## YOUR TASK
From the entries below, pull out each line where "glass" appears.

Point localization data
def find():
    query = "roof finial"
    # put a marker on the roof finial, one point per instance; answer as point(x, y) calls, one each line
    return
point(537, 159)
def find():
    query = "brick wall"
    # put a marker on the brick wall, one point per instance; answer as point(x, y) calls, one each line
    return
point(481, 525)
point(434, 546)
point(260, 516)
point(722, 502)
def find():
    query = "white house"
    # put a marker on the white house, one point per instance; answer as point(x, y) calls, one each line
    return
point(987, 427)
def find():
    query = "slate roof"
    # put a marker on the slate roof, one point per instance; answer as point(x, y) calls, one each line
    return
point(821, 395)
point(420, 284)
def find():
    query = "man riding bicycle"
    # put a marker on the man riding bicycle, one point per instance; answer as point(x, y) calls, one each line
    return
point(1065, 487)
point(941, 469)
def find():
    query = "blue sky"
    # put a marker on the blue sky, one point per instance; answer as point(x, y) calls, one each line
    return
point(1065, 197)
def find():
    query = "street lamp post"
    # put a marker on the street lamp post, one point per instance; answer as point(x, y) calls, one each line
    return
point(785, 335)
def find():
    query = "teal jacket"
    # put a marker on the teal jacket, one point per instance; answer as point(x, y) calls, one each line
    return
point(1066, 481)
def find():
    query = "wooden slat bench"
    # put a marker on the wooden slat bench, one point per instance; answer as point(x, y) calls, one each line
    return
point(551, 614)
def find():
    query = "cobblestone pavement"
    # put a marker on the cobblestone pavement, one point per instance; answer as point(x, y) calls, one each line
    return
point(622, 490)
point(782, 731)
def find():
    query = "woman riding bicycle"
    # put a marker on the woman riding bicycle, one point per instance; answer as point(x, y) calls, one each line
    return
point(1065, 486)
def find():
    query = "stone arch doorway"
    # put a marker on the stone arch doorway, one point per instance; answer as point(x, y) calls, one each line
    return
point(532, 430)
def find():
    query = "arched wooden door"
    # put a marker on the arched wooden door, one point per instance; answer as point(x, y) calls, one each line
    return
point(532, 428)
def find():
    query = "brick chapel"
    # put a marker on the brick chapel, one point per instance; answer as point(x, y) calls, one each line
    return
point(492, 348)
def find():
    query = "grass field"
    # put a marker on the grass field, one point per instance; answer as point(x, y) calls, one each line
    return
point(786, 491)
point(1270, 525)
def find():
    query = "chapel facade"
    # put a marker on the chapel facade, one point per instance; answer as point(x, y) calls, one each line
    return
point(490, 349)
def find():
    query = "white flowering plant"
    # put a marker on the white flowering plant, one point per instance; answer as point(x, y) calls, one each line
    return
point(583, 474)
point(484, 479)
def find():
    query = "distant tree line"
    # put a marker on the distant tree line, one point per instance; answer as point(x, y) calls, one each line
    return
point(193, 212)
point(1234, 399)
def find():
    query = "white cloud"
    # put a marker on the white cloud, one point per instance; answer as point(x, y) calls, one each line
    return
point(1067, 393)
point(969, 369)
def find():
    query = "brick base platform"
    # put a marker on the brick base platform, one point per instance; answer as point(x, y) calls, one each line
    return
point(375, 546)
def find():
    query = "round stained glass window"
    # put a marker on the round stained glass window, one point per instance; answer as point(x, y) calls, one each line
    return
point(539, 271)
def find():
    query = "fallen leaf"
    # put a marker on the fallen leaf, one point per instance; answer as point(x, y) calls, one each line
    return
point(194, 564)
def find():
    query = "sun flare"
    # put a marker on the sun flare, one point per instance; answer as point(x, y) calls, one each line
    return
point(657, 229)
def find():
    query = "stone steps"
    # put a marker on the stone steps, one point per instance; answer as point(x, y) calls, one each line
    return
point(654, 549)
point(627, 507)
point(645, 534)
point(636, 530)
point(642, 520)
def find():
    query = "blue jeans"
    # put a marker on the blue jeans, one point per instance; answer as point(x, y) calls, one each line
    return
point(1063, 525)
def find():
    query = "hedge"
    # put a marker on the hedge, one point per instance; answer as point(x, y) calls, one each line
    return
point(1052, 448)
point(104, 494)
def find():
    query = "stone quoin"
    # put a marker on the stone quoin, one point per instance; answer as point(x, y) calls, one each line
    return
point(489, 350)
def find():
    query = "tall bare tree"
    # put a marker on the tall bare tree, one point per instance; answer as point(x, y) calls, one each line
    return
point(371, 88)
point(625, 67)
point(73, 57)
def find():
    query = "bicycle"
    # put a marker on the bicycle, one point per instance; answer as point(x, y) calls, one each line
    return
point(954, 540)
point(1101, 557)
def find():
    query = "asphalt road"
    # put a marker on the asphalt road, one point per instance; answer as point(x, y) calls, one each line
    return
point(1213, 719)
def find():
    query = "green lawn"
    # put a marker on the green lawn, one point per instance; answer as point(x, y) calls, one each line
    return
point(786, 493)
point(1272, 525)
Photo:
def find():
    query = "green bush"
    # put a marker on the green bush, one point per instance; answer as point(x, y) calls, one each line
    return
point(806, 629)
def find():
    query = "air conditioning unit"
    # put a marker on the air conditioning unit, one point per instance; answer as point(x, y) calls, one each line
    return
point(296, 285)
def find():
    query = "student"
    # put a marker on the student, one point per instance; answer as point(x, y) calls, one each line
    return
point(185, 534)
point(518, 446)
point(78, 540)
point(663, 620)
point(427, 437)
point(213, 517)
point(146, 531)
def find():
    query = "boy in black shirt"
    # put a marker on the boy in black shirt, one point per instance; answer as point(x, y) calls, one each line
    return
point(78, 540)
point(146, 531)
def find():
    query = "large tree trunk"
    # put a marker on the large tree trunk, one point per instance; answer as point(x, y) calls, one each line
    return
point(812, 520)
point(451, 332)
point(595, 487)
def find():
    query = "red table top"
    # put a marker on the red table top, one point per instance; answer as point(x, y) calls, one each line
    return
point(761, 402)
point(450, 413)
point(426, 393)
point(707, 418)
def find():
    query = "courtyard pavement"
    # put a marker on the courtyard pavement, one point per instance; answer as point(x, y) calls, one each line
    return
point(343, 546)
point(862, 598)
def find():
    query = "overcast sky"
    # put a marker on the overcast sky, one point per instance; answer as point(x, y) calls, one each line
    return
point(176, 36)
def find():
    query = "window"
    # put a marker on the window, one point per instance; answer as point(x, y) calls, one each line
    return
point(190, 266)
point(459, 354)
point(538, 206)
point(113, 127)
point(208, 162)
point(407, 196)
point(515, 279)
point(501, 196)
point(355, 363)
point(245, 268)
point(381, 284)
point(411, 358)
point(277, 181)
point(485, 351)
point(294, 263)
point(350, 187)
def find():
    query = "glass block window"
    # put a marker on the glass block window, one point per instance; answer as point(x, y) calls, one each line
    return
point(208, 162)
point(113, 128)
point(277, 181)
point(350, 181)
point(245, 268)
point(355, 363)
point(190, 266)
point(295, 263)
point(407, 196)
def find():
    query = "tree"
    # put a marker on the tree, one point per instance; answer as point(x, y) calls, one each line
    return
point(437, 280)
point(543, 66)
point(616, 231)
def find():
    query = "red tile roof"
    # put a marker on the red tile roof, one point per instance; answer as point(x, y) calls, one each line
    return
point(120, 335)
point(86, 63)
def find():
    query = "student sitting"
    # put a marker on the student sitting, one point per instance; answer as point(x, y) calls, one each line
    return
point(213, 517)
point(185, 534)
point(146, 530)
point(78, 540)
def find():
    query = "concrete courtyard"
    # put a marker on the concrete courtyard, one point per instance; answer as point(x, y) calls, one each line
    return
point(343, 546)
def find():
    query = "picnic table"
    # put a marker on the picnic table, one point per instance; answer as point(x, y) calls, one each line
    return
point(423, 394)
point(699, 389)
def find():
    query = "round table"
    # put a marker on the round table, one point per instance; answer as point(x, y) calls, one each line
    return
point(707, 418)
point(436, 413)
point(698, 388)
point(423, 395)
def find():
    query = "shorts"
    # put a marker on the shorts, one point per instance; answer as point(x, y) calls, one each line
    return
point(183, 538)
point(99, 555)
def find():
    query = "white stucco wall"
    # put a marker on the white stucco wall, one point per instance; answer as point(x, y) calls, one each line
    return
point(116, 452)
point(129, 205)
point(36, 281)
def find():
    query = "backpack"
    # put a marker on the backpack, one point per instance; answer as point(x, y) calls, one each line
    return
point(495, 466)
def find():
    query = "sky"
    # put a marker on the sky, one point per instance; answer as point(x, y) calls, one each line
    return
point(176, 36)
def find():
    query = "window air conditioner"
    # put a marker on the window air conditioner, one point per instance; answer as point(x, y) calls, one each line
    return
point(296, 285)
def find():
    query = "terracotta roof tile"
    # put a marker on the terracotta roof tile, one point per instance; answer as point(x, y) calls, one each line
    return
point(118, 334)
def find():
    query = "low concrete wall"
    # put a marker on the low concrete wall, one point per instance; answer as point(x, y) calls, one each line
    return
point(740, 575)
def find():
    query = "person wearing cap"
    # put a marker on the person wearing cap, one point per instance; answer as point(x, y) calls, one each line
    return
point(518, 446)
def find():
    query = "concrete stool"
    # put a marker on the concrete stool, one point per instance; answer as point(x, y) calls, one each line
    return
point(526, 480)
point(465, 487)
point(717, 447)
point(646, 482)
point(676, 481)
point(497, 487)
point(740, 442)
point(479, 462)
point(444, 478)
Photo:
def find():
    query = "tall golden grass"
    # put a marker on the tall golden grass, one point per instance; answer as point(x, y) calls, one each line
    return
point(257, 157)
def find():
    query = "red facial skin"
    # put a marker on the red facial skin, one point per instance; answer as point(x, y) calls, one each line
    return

## ANSWER BOX
    query = "round stained glass window"
    # put a marker on the round stained glass window, one point per instance; answer as point(x, y) calls, one each line
    query = "glass block window"
    # put a marker on the glass block window, one point per instance; answer as point(x, y) calls, one each line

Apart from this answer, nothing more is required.